■ DATENEINTRÄGE:
################
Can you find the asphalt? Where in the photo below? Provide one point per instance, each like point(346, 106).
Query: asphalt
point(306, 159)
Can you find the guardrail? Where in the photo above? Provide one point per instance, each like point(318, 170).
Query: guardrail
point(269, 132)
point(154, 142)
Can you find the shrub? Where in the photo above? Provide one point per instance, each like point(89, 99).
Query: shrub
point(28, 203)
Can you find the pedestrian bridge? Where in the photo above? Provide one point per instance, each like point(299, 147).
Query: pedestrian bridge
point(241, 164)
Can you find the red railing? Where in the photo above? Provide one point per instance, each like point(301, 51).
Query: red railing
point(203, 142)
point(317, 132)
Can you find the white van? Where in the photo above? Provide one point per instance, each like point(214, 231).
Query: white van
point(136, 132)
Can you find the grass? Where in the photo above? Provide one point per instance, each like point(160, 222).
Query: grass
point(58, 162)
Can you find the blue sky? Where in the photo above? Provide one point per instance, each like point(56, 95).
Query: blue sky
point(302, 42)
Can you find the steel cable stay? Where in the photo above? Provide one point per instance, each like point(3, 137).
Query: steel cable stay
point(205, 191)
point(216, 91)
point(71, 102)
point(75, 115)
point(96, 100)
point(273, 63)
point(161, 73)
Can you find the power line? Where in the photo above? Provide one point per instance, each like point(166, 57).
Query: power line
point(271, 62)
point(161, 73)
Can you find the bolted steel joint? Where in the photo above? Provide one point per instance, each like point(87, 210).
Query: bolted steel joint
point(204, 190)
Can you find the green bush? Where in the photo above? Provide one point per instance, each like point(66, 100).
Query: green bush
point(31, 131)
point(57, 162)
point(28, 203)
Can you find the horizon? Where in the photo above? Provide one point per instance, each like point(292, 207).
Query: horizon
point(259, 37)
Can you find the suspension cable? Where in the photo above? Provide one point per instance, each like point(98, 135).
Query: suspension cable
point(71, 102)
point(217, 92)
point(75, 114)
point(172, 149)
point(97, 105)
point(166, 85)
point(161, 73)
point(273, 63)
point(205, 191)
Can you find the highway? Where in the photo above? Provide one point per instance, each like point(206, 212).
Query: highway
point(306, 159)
################
■ ZU LÖSENDE AUFGABE: Schreibe bitte alle Einträge oben neu und setze dabei überall „Label“ an die Stelle von „Query“. Alles andere bleibt unverändert.

■ ERGEBNIS DER ÜBUNG:
Can you find the asphalt? Where in the photo below? Provide one point per instance, each like point(346, 106).
Label: asphalt
point(306, 159)
Can you find the guardrail? Where in the photo above? Provide one point per instance, each like point(318, 170).
Label: guardrail
point(269, 132)
point(154, 142)
Can you find the shrub? Where in the photo above? Provide one point per instance, each like point(89, 99).
Label: shrub
point(28, 203)
Can you find the pedestrian bridge? Where in the photo above? Provide one point per instance, each like point(299, 147).
Label: pedestrian bridge
point(241, 164)
Can you find the red railing? Where in the photo above? Provide one point per instance, each like point(301, 51).
Label: red railing
point(203, 142)
point(317, 132)
Can you find the white van? Where in the photo above? Provide one point per instance, each like point(214, 231).
Label: white van
point(136, 132)
Can you find the grass? Where in the photo above? Provide one point per instance, each like point(160, 222).
Label: grass
point(58, 162)
Can you find the blue sky? Where in the photo above? Provide one point per instance, each like point(56, 95).
Label: blue sky
point(302, 42)
Can you find the steel cable stay? Where in the photo above? Provide one point per instance, each like point(3, 137).
Label: steel cable stay
point(205, 191)
point(216, 91)
point(71, 102)
point(75, 115)
point(96, 100)
point(273, 63)
point(161, 73)
Can you find the power line? Where in the photo above? Provide one point per instance, each like point(166, 57).
Label: power line
point(271, 62)
point(161, 73)
Can you find the bolted steel joint? Where in the photo above? Provide one point per instance, each like point(87, 210).
Label: bolted steel joint
point(204, 190)
Can you find the green bush? Where in the photo above? Provide one point per instance, each like point(66, 100).
Label: green bush
point(31, 131)
point(57, 162)
point(28, 203)
Can you find the horizon? Where in the photo above? Provide one point per instance, each like point(292, 207).
Label: horizon
point(259, 37)
Can you find the suspension cable? Where in the photo above? Provide one point per instance, each like point(98, 135).
Label: suspension cable
point(71, 102)
point(217, 92)
point(75, 114)
point(172, 149)
point(97, 105)
point(166, 85)
point(161, 73)
point(273, 63)
point(205, 191)
Can you find the highway? Where in the photo above? Provide one point per instance, each like point(206, 212).
Label: highway
point(306, 159)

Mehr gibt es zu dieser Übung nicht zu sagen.